CHALLENGE —
Reproduce every row below verbatim, keeping each character, bracket, and comma unchanged.

MATERIAL TO PROCESS —
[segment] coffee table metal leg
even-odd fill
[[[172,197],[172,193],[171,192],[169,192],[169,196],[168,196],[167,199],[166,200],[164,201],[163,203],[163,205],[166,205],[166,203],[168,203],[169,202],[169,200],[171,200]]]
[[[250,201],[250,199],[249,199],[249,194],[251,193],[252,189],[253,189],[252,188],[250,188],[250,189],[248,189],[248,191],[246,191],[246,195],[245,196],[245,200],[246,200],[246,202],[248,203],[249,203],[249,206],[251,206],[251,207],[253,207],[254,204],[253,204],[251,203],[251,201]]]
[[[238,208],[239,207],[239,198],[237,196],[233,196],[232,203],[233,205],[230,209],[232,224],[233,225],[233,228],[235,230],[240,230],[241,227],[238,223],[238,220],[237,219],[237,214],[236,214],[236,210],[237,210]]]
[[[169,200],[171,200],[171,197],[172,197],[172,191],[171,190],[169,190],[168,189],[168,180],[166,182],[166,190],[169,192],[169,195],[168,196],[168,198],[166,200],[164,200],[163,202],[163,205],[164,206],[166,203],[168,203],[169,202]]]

RESPONSE —
[segment] coffee table metal leg
even-odd fill
[[[172,197],[172,193],[171,192],[169,192],[169,196],[168,196],[167,199],[166,200],[164,201],[163,203],[163,205],[166,205],[166,203],[168,203],[169,202],[169,200],[171,200]]]
[[[250,201],[250,199],[249,199],[249,194],[251,193],[252,189],[253,189],[252,188],[250,188],[250,189],[248,189],[248,191],[246,191],[246,195],[245,196],[245,200],[246,200],[246,202],[248,203],[249,203],[249,206],[251,206],[251,207],[253,207],[254,204],[253,204],[251,203],[251,201]]]
[[[238,208],[239,207],[239,198],[237,196],[233,196],[232,203],[233,205],[230,209],[232,224],[233,225],[233,228],[235,230],[240,230],[241,227],[238,223],[238,220],[237,219],[237,214],[236,214],[236,210],[237,210]]]
[[[169,200],[171,200],[171,197],[172,197],[172,191],[171,190],[169,190],[168,189],[168,180],[166,182],[166,190],[169,192],[169,195],[168,196],[168,198],[166,200],[164,200],[163,202],[163,205],[164,206],[166,203],[168,203],[169,202]]]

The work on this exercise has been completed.